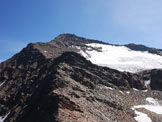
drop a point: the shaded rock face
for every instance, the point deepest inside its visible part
(156, 80)
(50, 82)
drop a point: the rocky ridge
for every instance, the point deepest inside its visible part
(51, 82)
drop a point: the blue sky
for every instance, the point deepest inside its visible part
(112, 21)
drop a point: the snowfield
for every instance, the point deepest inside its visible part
(152, 105)
(121, 58)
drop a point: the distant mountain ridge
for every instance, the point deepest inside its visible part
(54, 82)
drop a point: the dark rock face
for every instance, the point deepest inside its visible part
(50, 82)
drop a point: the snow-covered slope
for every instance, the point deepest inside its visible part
(121, 57)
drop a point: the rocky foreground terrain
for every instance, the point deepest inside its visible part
(52, 82)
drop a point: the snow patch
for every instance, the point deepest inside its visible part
(141, 117)
(121, 58)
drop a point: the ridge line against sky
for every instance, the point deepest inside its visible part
(112, 21)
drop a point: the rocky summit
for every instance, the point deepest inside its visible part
(74, 79)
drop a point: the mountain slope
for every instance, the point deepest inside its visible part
(51, 82)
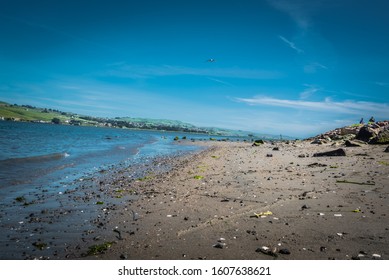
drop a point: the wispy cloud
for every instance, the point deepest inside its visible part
(291, 44)
(382, 84)
(327, 105)
(220, 81)
(314, 67)
(301, 11)
(147, 71)
(309, 91)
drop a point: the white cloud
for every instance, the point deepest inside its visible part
(351, 107)
(291, 44)
(309, 91)
(147, 71)
(314, 67)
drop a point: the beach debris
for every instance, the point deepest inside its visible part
(316, 164)
(338, 152)
(266, 250)
(376, 256)
(304, 207)
(119, 233)
(284, 251)
(356, 183)
(220, 244)
(349, 143)
(99, 248)
(258, 143)
(40, 245)
(262, 214)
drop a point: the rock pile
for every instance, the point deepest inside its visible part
(371, 133)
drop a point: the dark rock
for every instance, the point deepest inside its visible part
(284, 252)
(381, 138)
(304, 207)
(319, 141)
(316, 164)
(349, 143)
(266, 252)
(334, 153)
(366, 134)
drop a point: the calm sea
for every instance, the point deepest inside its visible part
(35, 154)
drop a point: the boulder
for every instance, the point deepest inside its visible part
(349, 143)
(334, 153)
(366, 133)
(381, 138)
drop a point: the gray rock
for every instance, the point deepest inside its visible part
(284, 252)
(366, 133)
(334, 153)
(349, 143)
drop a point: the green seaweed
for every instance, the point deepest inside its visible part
(356, 183)
(20, 199)
(40, 245)
(99, 248)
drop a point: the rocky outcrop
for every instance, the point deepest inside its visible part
(372, 133)
(382, 137)
(366, 133)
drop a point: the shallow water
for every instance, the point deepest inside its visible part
(52, 177)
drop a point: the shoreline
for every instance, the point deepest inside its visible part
(235, 201)
(230, 200)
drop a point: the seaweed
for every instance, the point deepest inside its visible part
(356, 183)
(99, 248)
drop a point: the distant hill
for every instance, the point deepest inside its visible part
(14, 112)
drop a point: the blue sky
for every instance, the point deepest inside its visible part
(296, 68)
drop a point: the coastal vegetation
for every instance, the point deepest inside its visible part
(28, 113)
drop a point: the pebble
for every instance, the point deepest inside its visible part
(284, 252)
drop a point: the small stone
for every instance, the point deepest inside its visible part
(376, 256)
(304, 207)
(284, 252)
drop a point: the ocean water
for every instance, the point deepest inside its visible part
(35, 155)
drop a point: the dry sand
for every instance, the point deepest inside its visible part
(236, 201)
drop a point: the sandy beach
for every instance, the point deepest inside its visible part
(238, 201)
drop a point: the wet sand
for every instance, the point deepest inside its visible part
(230, 201)
(236, 201)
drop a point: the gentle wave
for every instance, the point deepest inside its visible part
(35, 159)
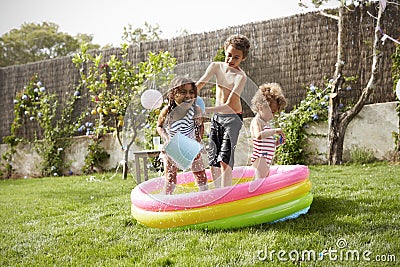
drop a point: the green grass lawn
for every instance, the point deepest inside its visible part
(81, 221)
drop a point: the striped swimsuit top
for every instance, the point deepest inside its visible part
(185, 126)
(264, 148)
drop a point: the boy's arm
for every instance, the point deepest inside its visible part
(206, 76)
(234, 97)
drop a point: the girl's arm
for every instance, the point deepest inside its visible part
(160, 124)
(199, 124)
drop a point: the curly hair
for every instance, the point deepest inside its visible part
(239, 42)
(268, 92)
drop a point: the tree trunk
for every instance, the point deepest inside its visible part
(338, 122)
(335, 138)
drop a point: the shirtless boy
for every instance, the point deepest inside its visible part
(227, 120)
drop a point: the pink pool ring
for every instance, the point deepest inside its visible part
(285, 193)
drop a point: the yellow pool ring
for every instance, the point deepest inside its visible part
(169, 219)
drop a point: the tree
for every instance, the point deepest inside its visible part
(137, 35)
(35, 42)
(116, 86)
(337, 119)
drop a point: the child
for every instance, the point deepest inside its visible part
(227, 120)
(267, 101)
(181, 114)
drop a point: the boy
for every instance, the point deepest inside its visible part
(227, 120)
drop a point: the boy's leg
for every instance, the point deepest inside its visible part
(216, 176)
(226, 177)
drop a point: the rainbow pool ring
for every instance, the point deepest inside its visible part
(285, 194)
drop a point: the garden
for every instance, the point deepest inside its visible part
(85, 219)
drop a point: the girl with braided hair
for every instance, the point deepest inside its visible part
(181, 114)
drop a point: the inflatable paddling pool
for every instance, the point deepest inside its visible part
(285, 194)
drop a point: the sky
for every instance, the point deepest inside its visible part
(105, 20)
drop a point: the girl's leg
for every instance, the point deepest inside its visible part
(201, 179)
(200, 173)
(170, 177)
(261, 168)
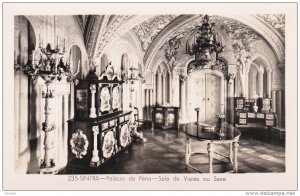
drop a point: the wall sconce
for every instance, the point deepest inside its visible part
(49, 64)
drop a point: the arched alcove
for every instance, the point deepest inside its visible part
(162, 84)
(124, 63)
(205, 90)
(27, 112)
(104, 63)
(76, 59)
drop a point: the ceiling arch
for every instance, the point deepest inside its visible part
(102, 33)
(262, 28)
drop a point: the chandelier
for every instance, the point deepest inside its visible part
(207, 45)
(49, 64)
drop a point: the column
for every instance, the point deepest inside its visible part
(154, 89)
(261, 84)
(237, 85)
(164, 92)
(269, 83)
(147, 102)
(210, 151)
(93, 108)
(254, 84)
(222, 97)
(151, 97)
(159, 89)
(235, 161)
(171, 86)
(183, 78)
(95, 159)
(230, 97)
(274, 109)
(279, 108)
(65, 126)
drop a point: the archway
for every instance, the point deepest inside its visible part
(205, 90)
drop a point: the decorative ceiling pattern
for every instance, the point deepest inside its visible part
(277, 21)
(148, 30)
(83, 21)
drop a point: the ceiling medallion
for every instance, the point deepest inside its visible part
(206, 46)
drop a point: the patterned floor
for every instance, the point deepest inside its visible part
(164, 152)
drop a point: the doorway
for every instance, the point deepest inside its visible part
(204, 92)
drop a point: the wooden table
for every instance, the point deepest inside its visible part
(230, 135)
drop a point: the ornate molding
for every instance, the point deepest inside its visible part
(120, 26)
(185, 22)
(179, 25)
(95, 30)
(79, 144)
(277, 21)
(149, 29)
(172, 50)
(182, 78)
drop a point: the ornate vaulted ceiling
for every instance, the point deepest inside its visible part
(148, 30)
(153, 31)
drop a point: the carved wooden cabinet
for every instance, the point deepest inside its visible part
(165, 117)
(92, 143)
(245, 114)
(100, 128)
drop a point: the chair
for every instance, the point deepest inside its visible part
(137, 118)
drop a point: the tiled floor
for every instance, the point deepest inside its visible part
(164, 152)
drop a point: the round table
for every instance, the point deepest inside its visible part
(228, 134)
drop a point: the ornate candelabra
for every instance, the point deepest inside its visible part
(49, 64)
(134, 76)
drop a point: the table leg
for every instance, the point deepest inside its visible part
(210, 156)
(230, 153)
(187, 150)
(235, 164)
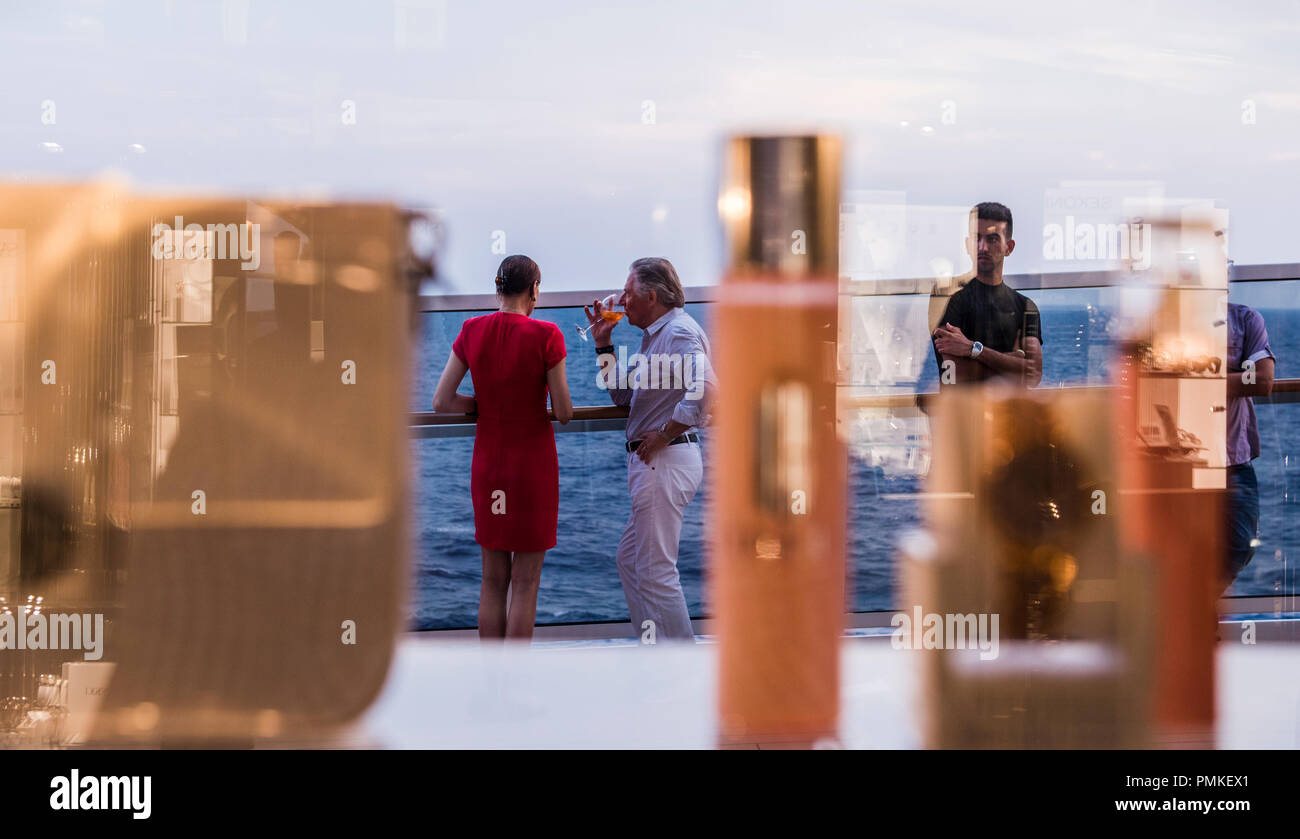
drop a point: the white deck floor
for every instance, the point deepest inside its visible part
(455, 693)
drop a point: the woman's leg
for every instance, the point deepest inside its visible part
(492, 595)
(525, 574)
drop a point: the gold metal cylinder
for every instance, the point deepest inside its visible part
(779, 522)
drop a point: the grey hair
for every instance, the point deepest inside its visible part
(658, 273)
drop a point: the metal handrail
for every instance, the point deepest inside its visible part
(1268, 272)
(589, 418)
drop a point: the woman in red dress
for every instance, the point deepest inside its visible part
(514, 483)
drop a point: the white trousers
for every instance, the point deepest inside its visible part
(648, 552)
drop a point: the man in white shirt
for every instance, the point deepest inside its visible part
(667, 386)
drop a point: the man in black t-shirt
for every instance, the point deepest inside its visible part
(989, 329)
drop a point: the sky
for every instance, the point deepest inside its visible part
(588, 135)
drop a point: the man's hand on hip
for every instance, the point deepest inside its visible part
(650, 445)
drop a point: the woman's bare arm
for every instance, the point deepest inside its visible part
(445, 398)
(560, 402)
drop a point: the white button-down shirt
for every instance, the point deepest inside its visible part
(670, 379)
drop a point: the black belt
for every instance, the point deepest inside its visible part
(688, 437)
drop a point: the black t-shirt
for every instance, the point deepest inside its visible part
(992, 315)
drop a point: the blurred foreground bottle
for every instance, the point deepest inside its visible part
(779, 479)
(213, 453)
(1173, 399)
(1031, 627)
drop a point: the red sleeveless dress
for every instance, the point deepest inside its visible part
(515, 475)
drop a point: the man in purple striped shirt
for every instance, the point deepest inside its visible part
(1249, 373)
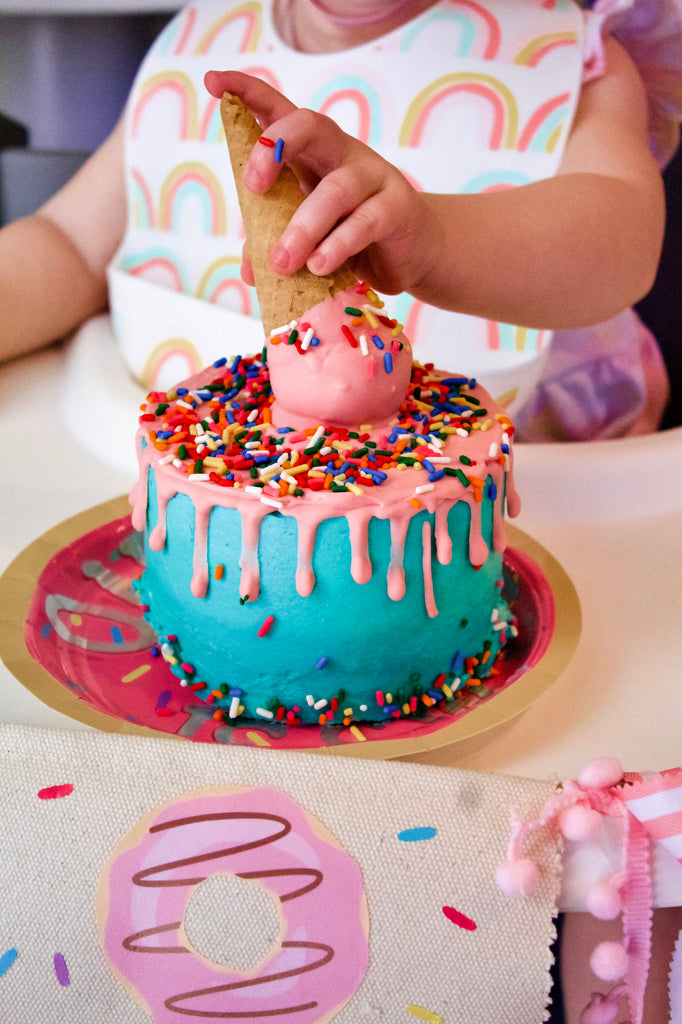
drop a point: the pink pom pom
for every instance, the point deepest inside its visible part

-*-

Transcribe exactly the portion of the material above that runs from the line containing "drop a point: the metal handrail" through its last line, omitting all pictures.

**Problem solution**
drop a point: the metal handrail
for every instance, the point deepest inside its visible part
(1268, 272)
(589, 418)
drop a point: the woman in red dress
for every instance, the point deepest inside its visible part
(514, 483)
drop a point: the white trousers
for every instance, the point deepest inside its visible part
(648, 552)
drop a point: the man in white shirt
for every instance, the point deepest inside its visible part
(667, 386)
drop a point: the man in black t-shirt
for every instance, the point deepest inside its visible part
(989, 329)
drop a point: the sky
for every instance, the point deepest inside its visible part
(588, 135)
drop a point: the man's hand on hip
for every instance, the point deepest inside its visible part
(650, 445)
drop a point: the woman's bare arm
for every instance, the point deepest inside its visible part
(445, 398)
(560, 402)
drop a point: the white button-down shirt
for every instance, the point deepest inside its visible part
(670, 379)
drop a point: the black belt
for every instance, the point deepest inside its visible part
(688, 437)
drop a point: the black t-shirt
for every instance, the point deepest inside its visible part
(992, 315)
drop a point: the blurred foreground bottle
for every instance, the point deepest inside its visible part
(779, 479)
(213, 453)
(1173, 399)
(1031, 627)
drop a point: the red sleeveless dress
for every instance, the point deepest inside its visible part
(515, 475)
drop a point: the man in purple striped shirt
for every instance, the point deepest inside its visible part
(1249, 373)
drop a point: the pink pom pom
for every instance, the point deepest inside its visible part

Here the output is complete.